## EXERCISE DIRECTIONS
Translate this sentence from the page text on removing HDFS directories into Spanish: "You can skip the trash if you use the “-skipTrash” option."
### PAGE TEXT ###
HDFS How to Remove Directory
Removing a directory in HDFS is easy. You can do this from the command line with any of the following commands:
hdfs dfs -rm -r hdfs://my-host1:50070/my-dir1 hadoop dfs -rm -r hdfs://my-host1:50070/my-dir1 hdfs dfs -rmdir hdfs://my-host1:50070/my-dir1
The key here is the use of the “-r” flag. This isn’t needed if you are deleting regular files. To delete a directory with the “-rm” command, you need to specify that the deletion is recursive. It is important to note that this will remove anything under the directory including subdirectories which does make a lot of sense. The “-rmdir” command is another option.
To learn more, check out our Hadoop HDFS commands guide HERE.
You can skip the trash if you use the “-skipTrash” option. Anything deleted will be deleted permanently. It works like this:
hdfs dfs -rm -r -skipTrash hdfs://my-host1:50070/my-dir1
For extra safety, you can ask to be prompted if the deletion will remove over a certain number of files ( hadoop.shell.delete.limit.num.files).
hdfs dfs -rm -r -safelyask hdfs://my-host1:50070/my-dir1
Removing A File From HDFS With Special Chars Like a Space or Comma
If you have special characters in your path, you can just escape them with a backslash like this:
hdfs dfs -rm -r hdfs://my-host1:50070/my-dir1/another\,\ subdir
The “-rmr” dfs command is deprecated. You may find references to this command in outdated guides and on forums but it has been deprecated. Apparently this has been the case since Hadoop 2.6.
hadoop dfs -rmr hdfs://my-host1:50070/my-dir1
### GIVEN MATERIAL ###
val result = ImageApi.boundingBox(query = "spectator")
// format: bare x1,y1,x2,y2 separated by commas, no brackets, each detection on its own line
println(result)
###
## FINAL RESULT
Puede omitir la papelera si utiliza la opción “-skipTrash”.